_Given instruction_
Copy out the passage of the weather assignment below that starts with the words "Whether financial, political, or" and ends with "weather across cities.", swapping "cities" for "towns" each time it appears.

_Document section_
——————

Whether financial, political, or social—data's true power rests in its ability to answer questions definitively. So, let's take what you've learned about Python requests, APIs, and JSON traversals to answer a fundamental question: "What's the weather like as we approach the equator?"
Now, we know what you may be thinking: "Duh. It gets hotter ..."
But, if pressed, how would you prove it?
In this section, you'll create a Python script to visualize the weather of 500+ cities of varying distance from the equator. To do so, you'll use a simple Python library, the OpenWeatherMap API, and your problem-solving skills to create a representative model of weather across cities.
The first requirement is to create a series of scatter plots to showcase the following relationships:
- Temperature (F) vs. Latitude
- Humidity (%) vs. Latitude
- Cloudiness (%) vs. Latitude
- Wind Speed (mph) vs. Latitude
After each plot, add a sentence or two explaining what the code is analyzing.
The second requirement is to compute the linear regression for each relationship. This time, separate the plots into Northern Hemisphere (greater than or equal to 0 degrees latitude) and Southern Hemisphere (less than 0 degrees latitude):
- Northern Hemisphere - Temperature (F) vs. Latitude
- Southern Hemisphere - Temperature (F) vs. Latitude
- Northern Hemisphere - Humidity (%) vs. Latitude
- Southern Hemisphere - Humidity (%) vs. Latitude
- Northern Hemisphere - Cloudiness (%) vs. Latitude
- Southern Hemisphere - Cloudiness (%) vs. Latitude
- Northern Hemisphere - Wind Speed (mph) vs. Latitude
- Southern Hemisphere - Wind Speed (mph) vs. Latitude
After each pair of plots, explain what the linear regression is modeling. For example, describe any relationships that you notice and any other findings you may have.

——————

_Data segment_
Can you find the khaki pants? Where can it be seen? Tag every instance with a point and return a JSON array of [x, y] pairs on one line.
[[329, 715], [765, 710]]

——————

_The answer_
Whether financial, political, or social—data's true power rests in its ability to answer questions definitively. So, let's take what you've learned about Python requests, APIs, and JSON traversals to answer a fundamental question: "What's the weather like as we approach the equator?"
Now, we know what you may be thinking: "Duh. It gets hotter ..."
But, if pressed, how would you prove it?
In this section, you'll create a Python script to visualize the weather of 500+ towns of varying distance from the equator. To do so, you'll use a simple Python library, the OpenWeatherMap API, and your problem-solving skills to create a representative model of weather across towns.